DESCRIPTION OF THE TASK ▸ Write out the full listing again, exactly as it stands.

EXERCISE DATA ▸
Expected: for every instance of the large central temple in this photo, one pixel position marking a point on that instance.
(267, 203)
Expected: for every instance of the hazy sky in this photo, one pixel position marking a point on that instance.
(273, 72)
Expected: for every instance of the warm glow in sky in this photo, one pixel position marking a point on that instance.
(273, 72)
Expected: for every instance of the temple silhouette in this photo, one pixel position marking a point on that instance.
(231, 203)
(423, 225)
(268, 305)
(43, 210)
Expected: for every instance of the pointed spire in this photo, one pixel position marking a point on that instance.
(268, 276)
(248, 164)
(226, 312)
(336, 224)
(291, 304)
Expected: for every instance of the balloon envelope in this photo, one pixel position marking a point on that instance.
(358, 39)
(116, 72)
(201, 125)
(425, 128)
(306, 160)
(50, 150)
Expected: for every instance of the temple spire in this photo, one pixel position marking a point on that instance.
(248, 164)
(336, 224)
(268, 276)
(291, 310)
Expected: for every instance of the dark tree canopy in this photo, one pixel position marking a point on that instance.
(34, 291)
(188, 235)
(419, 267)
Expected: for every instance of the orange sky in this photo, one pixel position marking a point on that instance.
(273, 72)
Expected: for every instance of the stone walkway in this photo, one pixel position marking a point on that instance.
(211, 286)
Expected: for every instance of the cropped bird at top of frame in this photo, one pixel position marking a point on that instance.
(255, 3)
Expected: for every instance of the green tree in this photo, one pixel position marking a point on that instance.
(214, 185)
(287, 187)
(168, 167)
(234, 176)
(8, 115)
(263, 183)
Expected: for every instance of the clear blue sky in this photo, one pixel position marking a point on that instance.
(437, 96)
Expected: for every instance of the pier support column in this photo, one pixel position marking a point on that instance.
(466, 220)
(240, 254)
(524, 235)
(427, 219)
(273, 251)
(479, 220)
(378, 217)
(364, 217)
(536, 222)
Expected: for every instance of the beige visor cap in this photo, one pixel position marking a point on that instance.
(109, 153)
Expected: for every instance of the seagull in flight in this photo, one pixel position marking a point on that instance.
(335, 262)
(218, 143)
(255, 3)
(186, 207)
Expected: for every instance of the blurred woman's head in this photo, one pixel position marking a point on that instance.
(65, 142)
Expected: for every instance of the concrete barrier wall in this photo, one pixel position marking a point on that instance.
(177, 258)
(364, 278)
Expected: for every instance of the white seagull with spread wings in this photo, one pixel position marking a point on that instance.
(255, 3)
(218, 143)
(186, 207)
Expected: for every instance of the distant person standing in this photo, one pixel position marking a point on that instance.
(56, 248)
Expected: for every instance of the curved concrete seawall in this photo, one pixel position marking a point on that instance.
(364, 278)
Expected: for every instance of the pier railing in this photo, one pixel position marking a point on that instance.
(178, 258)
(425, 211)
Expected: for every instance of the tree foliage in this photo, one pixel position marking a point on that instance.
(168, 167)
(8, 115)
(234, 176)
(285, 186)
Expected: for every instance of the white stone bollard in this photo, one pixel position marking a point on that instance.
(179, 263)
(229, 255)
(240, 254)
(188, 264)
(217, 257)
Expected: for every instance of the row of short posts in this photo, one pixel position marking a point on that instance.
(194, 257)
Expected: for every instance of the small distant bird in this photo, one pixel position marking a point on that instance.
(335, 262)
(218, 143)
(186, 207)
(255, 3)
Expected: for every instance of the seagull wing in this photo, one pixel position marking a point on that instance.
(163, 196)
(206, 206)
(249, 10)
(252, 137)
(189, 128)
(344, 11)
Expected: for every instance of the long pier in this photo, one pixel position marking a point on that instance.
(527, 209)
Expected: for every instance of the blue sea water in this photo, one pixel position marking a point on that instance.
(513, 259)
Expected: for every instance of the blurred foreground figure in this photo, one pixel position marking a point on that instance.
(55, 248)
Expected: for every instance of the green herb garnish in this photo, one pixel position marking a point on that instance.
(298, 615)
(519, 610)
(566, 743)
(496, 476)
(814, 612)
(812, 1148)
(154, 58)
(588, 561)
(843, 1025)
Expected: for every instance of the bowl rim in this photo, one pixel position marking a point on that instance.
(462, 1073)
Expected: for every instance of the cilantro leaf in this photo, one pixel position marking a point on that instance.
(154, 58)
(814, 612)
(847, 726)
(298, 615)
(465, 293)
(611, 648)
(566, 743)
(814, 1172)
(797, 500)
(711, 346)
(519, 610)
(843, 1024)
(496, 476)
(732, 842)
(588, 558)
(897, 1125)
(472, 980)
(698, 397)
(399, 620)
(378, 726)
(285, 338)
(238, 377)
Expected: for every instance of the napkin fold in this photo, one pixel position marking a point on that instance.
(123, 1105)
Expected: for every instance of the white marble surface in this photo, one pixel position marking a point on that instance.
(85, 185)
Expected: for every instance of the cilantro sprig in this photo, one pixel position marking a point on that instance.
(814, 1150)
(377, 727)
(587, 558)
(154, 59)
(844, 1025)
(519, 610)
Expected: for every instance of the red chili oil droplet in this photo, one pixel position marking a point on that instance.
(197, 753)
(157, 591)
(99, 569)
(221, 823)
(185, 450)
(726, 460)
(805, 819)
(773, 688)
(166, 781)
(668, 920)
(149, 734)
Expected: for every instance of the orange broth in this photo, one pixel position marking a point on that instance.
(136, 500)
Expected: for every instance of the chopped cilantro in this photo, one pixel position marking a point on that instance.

TASK RESULT ▸
Expected: for every instance of the large central temple in this photo, one pixel position marking a point on that instance.
(267, 203)
Expected: for every instance of the hazy sky in this photo, one pixel position marking a point on that instance.
(273, 72)
Expected: for every instance of the warm glow in sky in this photo, one pixel position marking a point on that instance.
(273, 72)
Expected: for every instance of the temple silhouette in this photo, one pixel position marking a point on that instance.
(231, 203)
(423, 225)
(268, 305)
(43, 210)
Expected: for every instance of the pointed spire in this photo, one pixel position marking a point on that instance.
(268, 276)
(248, 164)
(226, 312)
(336, 224)
(291, 304)
Expected: for every instance of the balloon envelope in this photo, one pixel position marking a point on that instance.
(358, 39)
(116, 72)
(201, 125)
(425, 128)
(306, 160)
(50, 150)
Expected: for every instance of the temple spire in this photo, one pixel position marking a point on that instance.
(248, 164)
(336, 224)
(268, 276)
(291, 310)
Expected: for every instance of the dark tree canopy in this photo, one pixel position marking a point on that instance.
(34, 291)
(188, 235)
(419, 267)
Expected: for every instance of the orange sky in this photo, one pixel position marking a point on that instance.
(273, 72)
Expected: for every instance of the stone walkway in this photo, one pixel position marking a point on that instance.
(211, 286)
Expected: for every instance of the cropped bird at top of frame in this photo, one pixel position marking a point on that instance.
(255, 3)
Expected: for every instance of the green tree in this photo, one pixel position marking a point on that instance.
(214, 185)
(287, 187)
(168, 167)
(234, 176)
(8, 115)
(263, 183)
Expected: for every instance of the clear blue sky in this photo, one pixel position marking a point on that instance.
(437, 96)
Expected: for every instance of the pier support column in this photo, one pixel position marking a point on that instance.
(466, 220)
(240, 254)
(524, 235)
(427, 219)
(273, 251)
(479, 220)
(378, 217)
(364, 217)
(536, 222)
Expected: for every instance of the beige visor cap in this photo, one pixel position marking a point on that instance.
(109, 153)
Expected: for every instance of the seagull in flight in this photo, one pixel position marking a point on that instance.
(335, 262)
(218, 143)
(255, 3)
(186, 207)
Expected: for every instance of the blurred woman's head in this photo, one pixel position marking a point on that instance.
(65, 142)
Expected: for every instance of the concrete barrier wall in this photo, one pixel position marking a point on that instance.
(177, 258)
(364, 278)
Expected: for every instance of the white seagull with spread wings in this photo, one pixel position marking a point on that instance.
(255, 3)
(218, 143)
(186, 207)
Expected: for every instance of the distant person standing in this photo, one pixel position marking a point on that instance.
(56, 248)
Expected: for every instance of the curved concrete seawall in this photo, one pixel position marking a point on that instance.
(364, 278)
Expected: for every instance of the pier railing in this photo, one pixel position marking a point on that instance.
(178, 258)
(425, 211)
Expected: for every instance of the tree foliage in this photo, one pixel position marking a point on that instance.
(168, 167)
(8, 115)
(234, 176)
(285, 186)
Expected: for every instance of the white stone bollard in this photo, one pixel position marking a point on that instance.
(179, 263)
(229, 255)
(240, 254)
(188, 264)
(217, 257)
Expected: for every instance of the row of short posts in this photo, one pixel position marking a point on that instance.
(194, 257)
Expected: for every instance of the small distant bird in this photo, one pixel position marking a point on that instance.
(335, 262)
(218, 143)
(186, 207)
(255, 3)
Expected: for every instance of the seagull wing in this photo, one pixel position marking a point on that instance.
(163, 196)
(206, 206)
(249, 10)
(252, 137)
(189, 128)
(344, 11)
Expected: for every instance of the long pier in this photo, one pixel position marking a point on that instance.
(527, 209)
Expected: for every instance of the blue sea water in this photo, one pixel position marking a point on that instance.
(513, 259)
Expected: for every instance of the blurred foreground figure in this photo, one pixel position marking a point on that instance.
(55, 248)
Expected: for every instance of the green herb garnish in this photo, one pixel position marking a point on that instance.
(298, 615)
(519, 610)
(566, 743)
(496, 476)
(814, 612)
(812, 1148)
(154, 58)
(588, 561)
(843, 1025)
Expected: for every instance of the bowl rim in this photo, one pixel position marking a point on that instance.
(462, 1073)
Expected: for every instance of the cilantro leaf in this photo, one pixel position marking a point on that instance.
(154, 58)
(814, 612)
(847, 726)
(298, 615)
(465, 293)
(611, 648)
(566, 743)
(814, 1172)
(797, 500)
(711, 346)
(519, 610)
(843, 1024)
(496, 476)
(732, 842)
(588, 558)
(897, 1125)
(472, 980)
(698, 397)
(399, 620)
(378, 726)
(285, 338)
(238, 377)
Expected: for every instance of the napkin fold in this photo, one pixel position marking a point on that instance.
(123, 1105)
Expected: for every instance of the white marble surface in this photo, one pixel position marking a point on that instance.
(85, 185)
Expected: for every instance of the cilantro sprig in this photo, one pixel position marking a point on that instance.
(814, 1150)
(377, 727)
(587, 558)
(154, 59)
(844, 1025)
(519, 610)
Expected: for every instance of the red chili oil droplet in this photo, one pixel position marking a point on that instance.
(197, 753)
(157, 591)
(99, 569)
(221, 823)
(185, 450)
(726, 460)
(805, 819)
(773, 688)
(166, 781)
(668, 920)
(149, 734)
Expected: for every instance of the orange broth in this photo, one pixel position marking a point on that instance.
(136, 500)
Expected: for every instance of the chopped cilantro in this photo, one pixel position marking a point on that instance.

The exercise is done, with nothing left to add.